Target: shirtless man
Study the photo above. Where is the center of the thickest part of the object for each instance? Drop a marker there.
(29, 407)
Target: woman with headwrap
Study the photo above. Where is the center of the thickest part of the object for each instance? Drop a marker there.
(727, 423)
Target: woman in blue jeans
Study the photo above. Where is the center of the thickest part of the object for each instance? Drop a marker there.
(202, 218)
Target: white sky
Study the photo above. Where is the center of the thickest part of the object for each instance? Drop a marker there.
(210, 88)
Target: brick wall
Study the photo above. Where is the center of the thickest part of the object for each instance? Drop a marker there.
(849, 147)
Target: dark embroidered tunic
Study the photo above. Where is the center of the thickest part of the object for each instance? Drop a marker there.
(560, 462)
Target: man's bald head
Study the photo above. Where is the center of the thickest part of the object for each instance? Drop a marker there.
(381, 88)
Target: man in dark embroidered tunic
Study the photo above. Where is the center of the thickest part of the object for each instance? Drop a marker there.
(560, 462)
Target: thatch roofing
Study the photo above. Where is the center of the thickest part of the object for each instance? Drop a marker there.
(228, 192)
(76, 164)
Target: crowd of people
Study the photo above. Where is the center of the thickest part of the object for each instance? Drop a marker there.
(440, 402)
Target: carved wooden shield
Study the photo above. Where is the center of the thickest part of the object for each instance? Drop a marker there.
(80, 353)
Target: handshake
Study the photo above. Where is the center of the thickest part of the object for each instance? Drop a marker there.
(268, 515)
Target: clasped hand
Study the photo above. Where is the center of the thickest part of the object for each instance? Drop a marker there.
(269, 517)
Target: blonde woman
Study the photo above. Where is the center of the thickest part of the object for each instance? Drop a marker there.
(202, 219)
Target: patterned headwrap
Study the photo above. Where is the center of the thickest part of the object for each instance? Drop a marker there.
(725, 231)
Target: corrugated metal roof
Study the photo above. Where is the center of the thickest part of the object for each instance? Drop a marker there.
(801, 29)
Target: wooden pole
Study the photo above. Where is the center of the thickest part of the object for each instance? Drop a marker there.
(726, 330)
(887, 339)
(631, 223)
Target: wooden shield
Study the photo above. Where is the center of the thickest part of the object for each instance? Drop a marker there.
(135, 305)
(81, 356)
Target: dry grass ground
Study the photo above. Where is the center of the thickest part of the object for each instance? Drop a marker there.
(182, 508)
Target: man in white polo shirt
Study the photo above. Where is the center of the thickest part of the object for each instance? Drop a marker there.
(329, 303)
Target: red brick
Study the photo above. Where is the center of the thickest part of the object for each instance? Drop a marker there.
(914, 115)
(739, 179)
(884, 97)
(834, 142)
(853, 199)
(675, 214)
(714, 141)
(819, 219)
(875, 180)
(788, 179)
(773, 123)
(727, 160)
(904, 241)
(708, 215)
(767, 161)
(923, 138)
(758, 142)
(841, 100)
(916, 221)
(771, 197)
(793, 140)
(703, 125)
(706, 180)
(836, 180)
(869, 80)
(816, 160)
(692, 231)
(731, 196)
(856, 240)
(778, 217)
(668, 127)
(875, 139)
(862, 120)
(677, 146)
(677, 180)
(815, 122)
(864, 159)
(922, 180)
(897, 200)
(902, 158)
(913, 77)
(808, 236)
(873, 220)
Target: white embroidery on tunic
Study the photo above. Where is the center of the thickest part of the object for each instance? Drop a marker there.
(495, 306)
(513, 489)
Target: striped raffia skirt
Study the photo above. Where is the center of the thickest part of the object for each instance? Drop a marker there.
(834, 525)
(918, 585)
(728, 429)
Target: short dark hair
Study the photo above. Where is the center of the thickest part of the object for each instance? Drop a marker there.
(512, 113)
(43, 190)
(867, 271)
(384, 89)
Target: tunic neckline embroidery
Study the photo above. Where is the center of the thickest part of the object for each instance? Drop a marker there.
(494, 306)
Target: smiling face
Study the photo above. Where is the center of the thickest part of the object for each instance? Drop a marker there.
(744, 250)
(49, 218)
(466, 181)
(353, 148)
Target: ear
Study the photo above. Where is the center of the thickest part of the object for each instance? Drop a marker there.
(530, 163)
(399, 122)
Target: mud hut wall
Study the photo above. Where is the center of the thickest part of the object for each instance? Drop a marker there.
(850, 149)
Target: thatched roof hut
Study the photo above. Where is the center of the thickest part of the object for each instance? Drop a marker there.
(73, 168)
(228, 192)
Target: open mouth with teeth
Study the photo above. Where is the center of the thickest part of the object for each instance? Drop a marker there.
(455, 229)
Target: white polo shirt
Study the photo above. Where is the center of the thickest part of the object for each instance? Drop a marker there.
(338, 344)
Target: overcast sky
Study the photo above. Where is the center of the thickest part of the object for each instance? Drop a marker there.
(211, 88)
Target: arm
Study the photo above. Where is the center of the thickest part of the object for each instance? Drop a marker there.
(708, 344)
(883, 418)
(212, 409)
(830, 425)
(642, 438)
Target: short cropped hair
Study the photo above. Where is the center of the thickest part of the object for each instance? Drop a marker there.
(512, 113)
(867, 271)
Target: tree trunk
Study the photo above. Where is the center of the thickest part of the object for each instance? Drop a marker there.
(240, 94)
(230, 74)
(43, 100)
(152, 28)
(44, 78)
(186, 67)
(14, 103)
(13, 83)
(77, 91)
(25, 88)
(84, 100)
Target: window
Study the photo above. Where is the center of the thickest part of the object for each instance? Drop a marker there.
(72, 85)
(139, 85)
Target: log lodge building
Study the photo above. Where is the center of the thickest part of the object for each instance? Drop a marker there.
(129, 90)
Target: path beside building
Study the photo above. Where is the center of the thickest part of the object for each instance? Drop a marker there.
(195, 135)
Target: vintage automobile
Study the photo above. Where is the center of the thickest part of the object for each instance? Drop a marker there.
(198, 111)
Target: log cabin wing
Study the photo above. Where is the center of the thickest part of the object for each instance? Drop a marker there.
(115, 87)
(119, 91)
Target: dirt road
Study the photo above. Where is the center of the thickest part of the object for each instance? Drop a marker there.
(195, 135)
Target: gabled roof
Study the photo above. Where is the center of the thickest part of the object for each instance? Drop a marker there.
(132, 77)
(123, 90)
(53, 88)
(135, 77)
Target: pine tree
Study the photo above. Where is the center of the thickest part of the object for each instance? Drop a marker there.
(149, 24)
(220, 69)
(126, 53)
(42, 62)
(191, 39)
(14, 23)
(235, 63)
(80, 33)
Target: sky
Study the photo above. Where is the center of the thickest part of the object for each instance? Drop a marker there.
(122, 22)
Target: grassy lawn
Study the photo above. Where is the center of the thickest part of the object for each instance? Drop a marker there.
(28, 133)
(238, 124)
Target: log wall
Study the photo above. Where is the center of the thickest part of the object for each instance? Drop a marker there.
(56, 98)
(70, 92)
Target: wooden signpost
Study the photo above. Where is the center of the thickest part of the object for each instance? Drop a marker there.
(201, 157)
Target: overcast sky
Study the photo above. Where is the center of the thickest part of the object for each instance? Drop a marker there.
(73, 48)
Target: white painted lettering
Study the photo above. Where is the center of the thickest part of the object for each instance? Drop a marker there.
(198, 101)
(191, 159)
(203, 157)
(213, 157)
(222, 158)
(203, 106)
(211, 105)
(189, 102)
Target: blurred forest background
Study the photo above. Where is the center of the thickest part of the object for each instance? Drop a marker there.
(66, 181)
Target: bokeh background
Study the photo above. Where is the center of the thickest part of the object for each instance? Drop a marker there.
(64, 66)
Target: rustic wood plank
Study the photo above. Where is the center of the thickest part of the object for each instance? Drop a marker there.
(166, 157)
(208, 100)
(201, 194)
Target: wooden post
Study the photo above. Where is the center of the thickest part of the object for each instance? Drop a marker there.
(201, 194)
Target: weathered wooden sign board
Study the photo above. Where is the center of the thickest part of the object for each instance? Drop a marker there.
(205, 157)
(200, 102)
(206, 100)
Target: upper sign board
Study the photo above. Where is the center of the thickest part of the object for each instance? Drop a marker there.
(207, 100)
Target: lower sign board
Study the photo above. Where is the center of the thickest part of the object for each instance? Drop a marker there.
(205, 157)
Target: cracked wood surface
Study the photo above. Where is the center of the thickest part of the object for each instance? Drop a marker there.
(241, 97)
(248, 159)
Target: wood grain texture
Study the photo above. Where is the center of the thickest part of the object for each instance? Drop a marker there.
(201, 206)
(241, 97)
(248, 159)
★ ★ ★ ★ ★ ★ ★
What is needed
Only the lines from the one containing "Target: blurred forest background" to the end of the records should be repeated, exactly as they appear.

Solution for this exercise
Target: blurred forest background
Study the photo above. Where is the center of the thickest part of the object for each instance? Drop a marker there.
(66, 181)
Target: bokeh background
Study the photo above. Where is the center of the thickest part of the object for each instance? Drop a marker there.
(64, 66)
Target: rustic wood plank
Study the photo above. Where is the center of the thickest part of the object for each instance? Drop a marker there.
(166, 157)
(208, 100)
(201, 194)
Target: wooden post
Study the photo above. Where is the center of the thickest part of the object for each instance? Drop a marker there.
(201, 194)
Target: weathered wooden sign board
Study the photo above. Where is the center of the thickest part of the object for each instance? Drop a marker there.
(205, 157)
(200, 102)
(206, 100)
Target: upper sign board
Study the photo above. Where is the center of the thickest part of the object for each instance? Drop a marker there.
(207, 100)
Target: lower sign board
Study the photo above. Where is the center of the thickest part of the object for each instance? Drop a marker there.
(205, 157)
Target: cracked wood surface
Study the photo above. Where is the center of the thickest part of the object for each instance? Drop a marker there.
(241, 97)
(248, 159)
Target: wood grain texture
Study the photo above. Where is the center of the thickest part of the object for each instance? Drop a marker there.
(201, 206)
(241, 97)
(248, 159)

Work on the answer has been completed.